## Task
Switch every "thickest part" in the records below to "widest part", leaving all other text as it is.

## Dataset rows on where objects appear
· · · ·
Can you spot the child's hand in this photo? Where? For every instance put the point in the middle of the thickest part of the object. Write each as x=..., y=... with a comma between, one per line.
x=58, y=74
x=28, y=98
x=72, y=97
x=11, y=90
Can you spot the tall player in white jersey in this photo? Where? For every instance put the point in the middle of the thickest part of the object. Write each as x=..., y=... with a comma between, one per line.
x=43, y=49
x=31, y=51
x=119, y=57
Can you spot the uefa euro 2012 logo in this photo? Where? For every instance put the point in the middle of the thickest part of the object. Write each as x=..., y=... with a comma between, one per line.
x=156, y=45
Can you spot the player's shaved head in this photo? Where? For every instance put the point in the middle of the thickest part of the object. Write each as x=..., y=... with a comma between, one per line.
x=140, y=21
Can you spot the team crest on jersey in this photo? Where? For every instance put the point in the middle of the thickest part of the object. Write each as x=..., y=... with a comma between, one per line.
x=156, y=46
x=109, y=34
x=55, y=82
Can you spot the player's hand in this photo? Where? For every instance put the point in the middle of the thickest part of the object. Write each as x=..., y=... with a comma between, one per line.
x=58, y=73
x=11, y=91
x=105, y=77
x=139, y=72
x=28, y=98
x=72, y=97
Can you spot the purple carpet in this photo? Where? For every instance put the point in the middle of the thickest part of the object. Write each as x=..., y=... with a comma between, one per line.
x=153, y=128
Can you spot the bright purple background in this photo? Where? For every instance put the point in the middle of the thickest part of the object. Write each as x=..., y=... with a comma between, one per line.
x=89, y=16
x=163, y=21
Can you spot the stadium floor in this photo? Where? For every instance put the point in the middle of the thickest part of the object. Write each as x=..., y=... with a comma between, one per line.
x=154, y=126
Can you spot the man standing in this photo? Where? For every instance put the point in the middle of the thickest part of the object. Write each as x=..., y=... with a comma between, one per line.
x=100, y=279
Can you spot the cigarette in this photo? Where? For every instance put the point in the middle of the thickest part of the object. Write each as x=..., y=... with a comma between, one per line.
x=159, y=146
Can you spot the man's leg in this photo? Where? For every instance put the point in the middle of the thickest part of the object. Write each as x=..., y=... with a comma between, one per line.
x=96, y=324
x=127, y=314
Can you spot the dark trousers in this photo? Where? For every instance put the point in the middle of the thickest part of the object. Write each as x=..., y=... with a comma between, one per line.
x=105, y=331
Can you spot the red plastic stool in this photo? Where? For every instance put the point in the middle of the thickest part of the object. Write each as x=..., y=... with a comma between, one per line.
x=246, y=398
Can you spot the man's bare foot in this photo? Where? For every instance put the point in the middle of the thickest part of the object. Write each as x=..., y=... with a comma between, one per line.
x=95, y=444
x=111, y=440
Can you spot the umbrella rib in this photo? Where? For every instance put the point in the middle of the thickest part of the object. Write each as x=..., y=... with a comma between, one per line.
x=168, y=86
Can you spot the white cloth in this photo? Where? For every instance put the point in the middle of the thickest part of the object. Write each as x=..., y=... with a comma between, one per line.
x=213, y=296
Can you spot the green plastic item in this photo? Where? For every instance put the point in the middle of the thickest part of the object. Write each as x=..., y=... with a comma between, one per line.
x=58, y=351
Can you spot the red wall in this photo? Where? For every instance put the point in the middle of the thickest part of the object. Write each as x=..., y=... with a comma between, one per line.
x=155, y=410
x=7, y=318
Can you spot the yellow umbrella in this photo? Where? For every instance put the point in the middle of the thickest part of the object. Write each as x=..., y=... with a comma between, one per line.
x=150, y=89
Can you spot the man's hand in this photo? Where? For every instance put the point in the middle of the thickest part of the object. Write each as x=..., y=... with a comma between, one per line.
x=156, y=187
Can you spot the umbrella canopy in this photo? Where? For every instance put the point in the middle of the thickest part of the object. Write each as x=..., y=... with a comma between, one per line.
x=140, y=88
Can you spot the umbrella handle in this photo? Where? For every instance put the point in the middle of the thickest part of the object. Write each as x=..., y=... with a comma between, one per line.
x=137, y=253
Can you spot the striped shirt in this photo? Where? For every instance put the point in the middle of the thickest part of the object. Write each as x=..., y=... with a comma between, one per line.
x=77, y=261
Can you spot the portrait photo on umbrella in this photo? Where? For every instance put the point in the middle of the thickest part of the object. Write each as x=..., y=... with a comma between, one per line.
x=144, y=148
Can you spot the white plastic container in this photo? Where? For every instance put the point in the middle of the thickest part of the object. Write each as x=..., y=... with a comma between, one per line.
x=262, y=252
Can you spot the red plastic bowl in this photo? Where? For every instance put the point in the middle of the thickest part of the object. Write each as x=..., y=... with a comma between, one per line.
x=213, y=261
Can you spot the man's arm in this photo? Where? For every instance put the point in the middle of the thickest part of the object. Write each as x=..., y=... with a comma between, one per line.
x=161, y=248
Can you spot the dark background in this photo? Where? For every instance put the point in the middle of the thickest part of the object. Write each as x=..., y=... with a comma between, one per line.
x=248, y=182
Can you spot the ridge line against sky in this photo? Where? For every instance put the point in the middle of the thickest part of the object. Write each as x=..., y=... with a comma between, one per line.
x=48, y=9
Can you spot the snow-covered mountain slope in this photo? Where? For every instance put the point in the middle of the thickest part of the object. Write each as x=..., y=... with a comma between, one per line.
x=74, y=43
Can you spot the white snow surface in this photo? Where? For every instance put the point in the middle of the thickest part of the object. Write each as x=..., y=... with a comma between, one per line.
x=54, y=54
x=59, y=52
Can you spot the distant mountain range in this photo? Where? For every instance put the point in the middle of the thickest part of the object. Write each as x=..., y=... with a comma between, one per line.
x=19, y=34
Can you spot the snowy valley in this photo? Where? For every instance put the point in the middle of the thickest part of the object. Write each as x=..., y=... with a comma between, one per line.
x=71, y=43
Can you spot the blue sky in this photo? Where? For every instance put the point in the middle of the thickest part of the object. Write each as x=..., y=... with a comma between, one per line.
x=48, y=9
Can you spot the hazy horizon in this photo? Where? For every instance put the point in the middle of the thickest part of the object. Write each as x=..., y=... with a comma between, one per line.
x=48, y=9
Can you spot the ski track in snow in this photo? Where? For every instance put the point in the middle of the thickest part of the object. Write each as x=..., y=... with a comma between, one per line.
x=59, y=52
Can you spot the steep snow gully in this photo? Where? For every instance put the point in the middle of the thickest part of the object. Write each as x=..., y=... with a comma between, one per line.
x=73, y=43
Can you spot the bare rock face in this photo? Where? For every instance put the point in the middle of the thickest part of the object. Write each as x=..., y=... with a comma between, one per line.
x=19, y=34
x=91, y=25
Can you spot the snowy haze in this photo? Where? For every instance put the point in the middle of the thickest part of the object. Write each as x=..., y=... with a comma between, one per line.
· · · ·
## Reply to the exercise
Can you spot the child's hand in this photo? Where? For every instance put the point in the middle of the widest part of the object. Write each as x=..., y=... with a comma between, one per line.
x=58, y=74
x=28, y=98
x=72, y=97
x=11, y=90
Can you spot the tall player in white jersey in this photo? Where? For every instance put the point in the middle of the widest part of the object. Write each as x=..., y=... with a comma between, one per line.
x=43, y=49
x=31, y=51
x=119, y=57
Can you spot the uefa euro 2012 logo in this photo? Where? For every instance put the point in the middle of the widest part of the object. Write each as x=..., y=... with a comma between, one per line.
x=156, y=45
Can you spot the player's shaved head in this photo? Where? For every instance put the point in the middle of the widest part of the object. Write each as x=..., y=... with a comma between, one per line.
x=140, y=21
Can you spot the team crest on jersey in this photo? Where? For every instance put the point in the middle of the widest part of the object. Write each as x=..., y=... with a comma between, one per line.
x=156, y=46
x=109, y=34
x=55, y=82
Can you spot the player's hand in this photo? Where? For every instance put the point in the middle of the widest part of the object. Write each as x=..., y=... with a comma between, one per line.
x=58, y=73
x=11, y=91
x=105, y=77
x=139, y=72
x=28, y=98
x=72, y=97
Can you spot the purple carpet in this photo? Where? For every instance put the point in the middle of the widest part of the object. Write each as x=..., y=... with a comma between, one per line.
x=153, y=128
Can you spot the bright purple background in this photo? Where? For every instance put the point in the middle of the widest part of the object. Write each as x=..., y=... with a comma between, one per line.
x=89, y=16
x=163, y=21
Can you spot the stadium floor in this photo? Where? For every instance put the point in the middle of the widest part of the object. Write each as x=..., y=... with a comma between, one per line.
x=154, y=126
Can you spot the man standing in this photo? Where? For every instance put the point in the middle of the widest part of the object. Write each as x=..., y=... with a comma between, one per line.
x=100, y=279
Can you spot the cigarette in this photo? Where? For every instance put the point in the middle of the widest part of the object. Write each as x=..., y=... with a comma between, one per line.
x=159, y=146
Can you spot the man's leg in this photo? Where? For every instance put the point in the middle of the widest part of the object. Write each as x=..., y=... with a comma between, one per line.
x=96, y=324
x=127, y=314
Can you spot the dark trousers in this photo? Where? For every instance put the point in the middle of the widest part of the object. Write each as x=..., y=... with a comma between, one per line.
x=105, y=331
Can you spot the red plastic stool in this photo? Where? For every instance put the point in the middle of the widest part of the object. Write each as x=..., y=... with a comma between, one per line.
x=246, y=398
Can you spot the man's bare foot in this photo? Where? For every instance put the point in the middle of the widest part of the object. Write each as x=..., y=... with a comma between, one per line.
x=95, y=444
x=111, y=440
Can you spot the umbrella rib in this photo? Where? For every instance put the point in the middle of the widest part of the object. Write each as x=..., y=... with a comma between, one per line.
x=168, y=86
Can you spot the white cloth in this photo? Where? For every instance put the point in the middle of the widest part of the object. Write each as x=..., y=... with a comma between, one per line.
x=213, y=296
Can you spot the green plastic item in this photo? Where? For every instance put the point in the middle of the widest part of the object. Write each as x=..., y=... with a comma between, one per line.
x=58, y=351
Can you spot the red wall in this photo? Where? For every instance put the point in the middle of the widest part of the object. Write each as x=..., y=... with a comma between, one per line.
x=155, y=410
x=7, y=318
Can you spot the yellow umbrella in this photo? Where? For every instance put the point in the middle of the widest part of the object. Write each as x=..., y=... with a comma between, one per line.
x=150, y=89
Can you spot the man's hand in this photo? Where? For every instance put the point in the middle of the widest part of the object. Write each as x=..., y=... with a comma between, one per line.
x=156, y=187
Can you spot the umbrella canopy in this photo? Where? For every instance put the point in the middle of the widest part of the object. Write each as x=..., y=... with a comma between, one per line.
x=140, y=88
Can you spot the umbrella handle in this photo? Where? For every instance put the point in the middle of the widest part of the object. Write each as x=..., y=... with a comma between, one per line.
x=137, y=253
Can you spot the striped shirt in this photo? Where? For every instance put the point in the middle of the widest part of the object. Write each as x=..., y=... with a comma between, one per line.
x=77, y=261
Can you spot the portrait photo on umbrella in this photo? Where? For every instance put the point in the middle of the widest part of the object. Write each as x=..., y=... with a comma between, one per line.
x=144, y=148
Can you spot the white plastic container in this photo? Where? For every instance put the point in the middle of the widest part of the object. Write each as x=..., y=... with a comma between, one per line.
x=262, y=252
Can you spot the red plastic bowl in this photo? Where? For every instance put the point in the middle of the widest part of the object. Write each as x=..., y=... with a comma between, one per line.
x=213, y=261
Can you spot the man's arm in this photo? Where? For every instance put the point in the middle of the widest part of the object. Write each as x=..., y=... with a comma between, one per line.
x=161, y=248
Can you spot the dark background in this photo? Where? For every instance put the point in the middle of the widest part of the object. Write each as x=..., y=... with a comma between, one per line.
x=248, y=182
Can you spot the ridge line against sky in this photo? Where? For every instance put the point in the middle of the widest part of the object. Write each as x=..., y=... with a comma between, one per line.
x=48, y=9
Can you spot the snow-covered mountain slope in this photo? Where? For every instance put the point in the middle of the widest part of the object. Write each as x=..., y=... with a comma between, one per line.
x=74, y=43
Can you spot the white snow surface in this photo? Where? For every instance put the point in the middle of the widest part of the object. Write each as x=..., y=... with a comma between, one per line.
x=54, y=54
x=59, y=52
Can you spot the distant mountain range in this photo? Where? For every instance put the point in the middle of the widest part of the object. Write each as x=..., y=... with a comma between, one per line.
x=19, y=34
Can you spot the snowy valley in this photo? Where? For every instance put the point in the middle of the widest part of the object. Write each as x=..., y=... with a comma between, one per line.
x=71, y=43
Can you spot the blue sky in this photo? Where? For every instance put the point in the middle of the widest part of the object. Write each as x=..., y=... with a comma between, one per line.
x=48, y=9
Can you spot the hazy horizon in this photo? Where? For every instance put the point in the middle of the widest part of the object. Write each as x=..., y=... with a comma between, one per line.
x=48, y=9
Can you spot the ski track in snow in this photo? Where? For every instance put the point in the middle of the widest part of the object. Write each as x=..., y=... with a comma between, one per line.
x=59, y=52
Can you spot the steep snow gully in this photo? Where? For every instance put the point in the middle of the widest part of the object. Write each as x=..., y=... with a comma between, one per line.
x=73, y=43
Can you spot the bare rock face in this photo? Where? For every instance put the point in the middle of the widest part of the object. Write each as x=..., y=... with a comma between, one per line.
x=19, y=34
x=91, y=25
Can you spot the snowy haze in this photo? Where? For every instance put the point in the middle of the widest part of the object. Write each as x=..., y=... with a comma between, one per line.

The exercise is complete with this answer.